There’s been a lot of talk at P&T of late about the comment section growing more toxic. The Barguments of yesteryear (d)evolved into the Frank Ntilikina beefs, which mutated into today’s Elfrid Payton superstrain. I can tell you as a site moderator the Rose trade is a downer, given all the flagging and banning that will invariably follow his arrival. I’m already sick from what I read last weekend.
To re-state what should be obvious and humane to a room of presumed adults: when someone says they’ve been raped, don’t pretend that you know what “really” happened, or what their “real” motives are. Not only is it unfair to the specifics of this case, it makes so many people who’ve been the victims of sexual violence — people who almost never see justice brought to their violators — suffer all over again. Don’t do that damage. We know not every single charge people file is true. We know that’s the case with all crimes. Sometimes people lie about being dead. That doesn’t mean we march down to the cemetery and dig up graves.
The memoir I wrote was about my experience with sexual violence, something I’ve known as a child and an adult. That violence never goes away. The people who hurt me are gone. What they did never leaves me. The feeling of a body you didn’t seek out invading yours? The dwarf star density of that hated weight? Years of therapy and drugs and tears of sadness and rage can’t get rid of that feeling. The feeling of someone unwanted having control over your body? Of never being safe, even when you’re alone? That never goes away. To this day I can be alone in my office, feeling good, working on a piece, headphones on, and the music hits me just right, and I close my eyes to lose myself in it...and I can’t. I can’t keep my eyes closed for more than a few moments. My whole life I’m always afraid someone is behind me, about to attack. I spend my life terrified the ghosts aren’t ghosts — that the people who hurt me have been waiting for me to relax to do it again. That they’re always waiting, forever.

▬▬▬▬▬▬

■ **How to complete this task**: Write the next part of the essay on toxic comments and sexual violence, starting right after its final sentence.

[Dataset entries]
▬▬▬▬▬▬

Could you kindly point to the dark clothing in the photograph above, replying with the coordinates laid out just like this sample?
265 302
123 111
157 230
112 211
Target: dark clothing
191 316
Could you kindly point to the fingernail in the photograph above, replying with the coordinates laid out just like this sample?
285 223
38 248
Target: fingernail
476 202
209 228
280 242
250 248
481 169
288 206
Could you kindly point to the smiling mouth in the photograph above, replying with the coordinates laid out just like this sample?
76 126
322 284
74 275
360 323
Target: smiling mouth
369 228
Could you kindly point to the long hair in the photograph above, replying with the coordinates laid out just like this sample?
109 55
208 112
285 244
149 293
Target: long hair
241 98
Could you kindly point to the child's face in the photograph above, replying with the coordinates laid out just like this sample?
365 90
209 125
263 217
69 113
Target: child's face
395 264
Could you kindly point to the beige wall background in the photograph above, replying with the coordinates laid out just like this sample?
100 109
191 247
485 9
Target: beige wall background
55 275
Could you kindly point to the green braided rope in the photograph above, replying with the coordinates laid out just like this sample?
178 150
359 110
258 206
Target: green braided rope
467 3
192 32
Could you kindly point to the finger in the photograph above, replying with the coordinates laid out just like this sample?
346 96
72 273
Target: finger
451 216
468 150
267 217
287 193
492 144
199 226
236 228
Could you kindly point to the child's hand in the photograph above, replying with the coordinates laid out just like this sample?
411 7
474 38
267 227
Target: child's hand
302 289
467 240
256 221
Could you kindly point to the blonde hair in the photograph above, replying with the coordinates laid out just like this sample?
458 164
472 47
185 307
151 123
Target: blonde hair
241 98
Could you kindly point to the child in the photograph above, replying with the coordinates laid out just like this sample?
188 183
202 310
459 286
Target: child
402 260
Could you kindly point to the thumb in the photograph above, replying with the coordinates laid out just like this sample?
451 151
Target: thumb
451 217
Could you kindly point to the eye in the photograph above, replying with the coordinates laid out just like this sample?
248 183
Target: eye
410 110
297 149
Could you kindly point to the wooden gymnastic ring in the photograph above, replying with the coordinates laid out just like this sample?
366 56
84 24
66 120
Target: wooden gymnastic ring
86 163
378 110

▬▬▬▬▬▬

■ **Answer box**:
I’m not here to tell you to hate Derrick Rose, or turn off the game when he checks in, or boycott the Knicks. I’m not here to entertain any Damyean Dotson whataboutisms. I’m here to tell you Posting & Toasting is and has been a warm and meaningful community for thousands of people over the years. No one who writes for the site or comments can claim ownership of that. We did it together. Being together doesn’t mean we don’t have differences. I ask you to be aware that some of us see Rose, remember his trial and are instantly and involuntarily brought to a place of pain.
I’m here to remind everyone that this site and this world would be a blander, sadder, crueler place without our differences. If you can’t enjoy that, at minimum respect it. Cut the personal attacks. We don’t want to turn up the bannings, but we will. Someone likes Payton more than you? Someone misused VORP or dared to use PER? Someone just can’t support Rose? The world will keep spinning.
Talk amongst yourselves, always. Differ. Argue. But stop with the name-calling. Remember opinions are like farts: everybody’s stinks, even if you don’t smell your own. If Rose scores 30 next week and hits the game-winner, some people will be thrilled. They’re allowed to be. If Rose scores 30 and hits the game-winner, some people will feel hurt. They’re allowed to be.
I cannot imagine all the beauty and love that keep this world spinning. There may be just as much pain and ugliness. Please help keep P&T more like the former and less the latter.